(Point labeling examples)

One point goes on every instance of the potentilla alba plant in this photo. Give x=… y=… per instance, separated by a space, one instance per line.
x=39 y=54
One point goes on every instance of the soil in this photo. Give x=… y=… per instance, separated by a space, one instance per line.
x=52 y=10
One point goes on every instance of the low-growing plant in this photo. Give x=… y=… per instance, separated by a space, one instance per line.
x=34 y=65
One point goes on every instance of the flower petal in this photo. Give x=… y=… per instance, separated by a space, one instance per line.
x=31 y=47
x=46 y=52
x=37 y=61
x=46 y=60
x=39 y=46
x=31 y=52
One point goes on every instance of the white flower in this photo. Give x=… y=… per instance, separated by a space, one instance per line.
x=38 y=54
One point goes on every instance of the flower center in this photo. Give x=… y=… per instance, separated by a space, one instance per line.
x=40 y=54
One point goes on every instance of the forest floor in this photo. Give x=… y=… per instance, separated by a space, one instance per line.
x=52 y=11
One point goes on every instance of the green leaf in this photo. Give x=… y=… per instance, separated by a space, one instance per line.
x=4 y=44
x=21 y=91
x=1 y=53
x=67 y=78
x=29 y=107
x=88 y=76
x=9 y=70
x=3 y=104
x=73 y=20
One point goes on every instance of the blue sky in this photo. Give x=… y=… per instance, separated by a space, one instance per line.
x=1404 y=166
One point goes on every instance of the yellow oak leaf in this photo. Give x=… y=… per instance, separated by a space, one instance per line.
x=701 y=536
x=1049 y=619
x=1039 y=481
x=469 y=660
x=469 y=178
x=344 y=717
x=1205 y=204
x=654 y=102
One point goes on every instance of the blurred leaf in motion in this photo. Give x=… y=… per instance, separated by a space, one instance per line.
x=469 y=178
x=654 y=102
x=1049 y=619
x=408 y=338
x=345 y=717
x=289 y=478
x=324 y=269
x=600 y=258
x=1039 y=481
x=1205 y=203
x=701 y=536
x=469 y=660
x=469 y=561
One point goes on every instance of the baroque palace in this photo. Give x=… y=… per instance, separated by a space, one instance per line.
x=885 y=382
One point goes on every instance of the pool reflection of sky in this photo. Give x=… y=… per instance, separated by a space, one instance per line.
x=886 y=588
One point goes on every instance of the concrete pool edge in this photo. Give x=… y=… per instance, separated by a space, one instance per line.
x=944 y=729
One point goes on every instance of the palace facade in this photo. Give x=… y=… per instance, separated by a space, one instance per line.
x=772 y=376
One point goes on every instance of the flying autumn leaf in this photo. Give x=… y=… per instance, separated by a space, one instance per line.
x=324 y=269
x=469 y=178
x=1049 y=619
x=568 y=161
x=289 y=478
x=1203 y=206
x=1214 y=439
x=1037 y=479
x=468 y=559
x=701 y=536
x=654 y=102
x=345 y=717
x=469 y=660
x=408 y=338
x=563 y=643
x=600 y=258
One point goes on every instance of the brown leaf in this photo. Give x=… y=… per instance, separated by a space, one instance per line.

→ PROBLEM TO SOLVE
Please turn all of the records above into a numbered list, one line per item, leaving out any blank lines.

→ EXERCISE OUTPUT
1. One point goes on every instance of the potentilla alba plant in this photo. Give x=… y=… per instance, separated by a space, one instance per line.
2. x=39 y=54
3. One point goes on every instance of the soil in this photo. Give x=… y=… per instance, separated by a space, one instance per line.
4. x=52 y=10
5. One point goes on every instance of the low-growing plant in this photo. Give x=… y=… per instance, separated by a space, one instance per line.
6. x=34 y=65
7. One point goes on every instance of the flower petal in this photo. Give x=… y=… per instance, separated by a space, one instance per line.
8. x=31 y=47
9. x=46 y=52
10. x=37 y=61
11. x=46 y=60
12. x=39 y=46
13. x=31 y=52
14. One point goes on every instance of the white flower in this photo. Give x=… y=… per instance, separated by a space, one instance per line.
15. x=38 y=54
16. One point goes on every instance of the flower center in this photo. Give x=… y=… per instance, separated by a space, one instance per line.
17. x=40 y=54
18. One point goes on every instance of the forest floor in this photo. Give x=… y=… per instance, separated by a space, one instance per line.
19. x=52 y=11
20. One point goes on every instance of the green leaf in this photo. Give x=… y=… per instance, separated by a space, one instance per line.
21. x=4 y=44
22. x=21 y=91
23. x=1 y=53
24. x=67 y=78
25. x=29 y=107
26. x=88 y=76
27. x=9 y=70
28. x=3 y=104
29. x=73 y=20
30. One point goes on every instance of the blue sky in this photo. Give x=… y=… per instance, separated by a space, one instance per line.
31. x=1404 y=166
32. One point goes on every instance of the yellow oak leaf in this photo. Give x=… y=… per instance, separated by a space, one instance per line.
33. x=701 y=536
34. x=1049 y=619
35. x=1039 y=481
36. x=469 y=660
37. x=469 y=178
38. x=344 y=717
39. x=1205 y=204
40. x=654 y=102
41. One point goes on every instance of the blurred leaf in motion in this photo. Give x=… y=… per instance, separated by a space, one instance per line.
42. x=469 y=178
43. x=654 y=102
44. x=1049 y=619
45. x=408 y=338
46. x=345 y=717
47. x=289 y=478
48. x=324 y=269
49. x=600 y=258
50. x=1039 y=481
51. x=1205 y=203
52. x=701 y=536
53. x=469 y=660
54. x=469 y=561
55. One point goes on every instance of the baroque palace in this photo. Give x=… y=… per instance, separated by a space, one instance per line.
56. x=885 y=382
57. One point goes on every instance of the pool reflection of sky in this photo. Give x=… y=… per instance, separated by a space, one instance per line.
58. x=886 y=588
59. One point goes on every instance of the concrete pool edge in this photo. Give x=… y=… per instance, separated by a space, one instance per line.
60. x=944 y=729
61. One point goes on every instance of the palace facade in this photo. Give x=… y=… per instance, separated by a space, one instance per line.
62. x=772 y=376
63. One point goes on every instance of the flying autumn leaf in this photo. Give x=… y=… per instance, separated by a space, one instance per line.
64. x=324 y=269
65. x=469 y=178
66. x=1049 y=619
67. x=568 y=161
68. x=289 y=478
69. x=1203 y=206
70. x=1214 y=439
71. x=1037 y=479
72. x=468 y=559
73. x=701 y=536
74. x=654 y=102
75. x=345 y=717
76. x=469 y=660
77. x=408 y=338
78. x=563 y=643
79. x=600 y=258
80. One point goes on every instance of the brown leaf in this photo. Give x=… y=… per instance, separated by a space, one instance per line.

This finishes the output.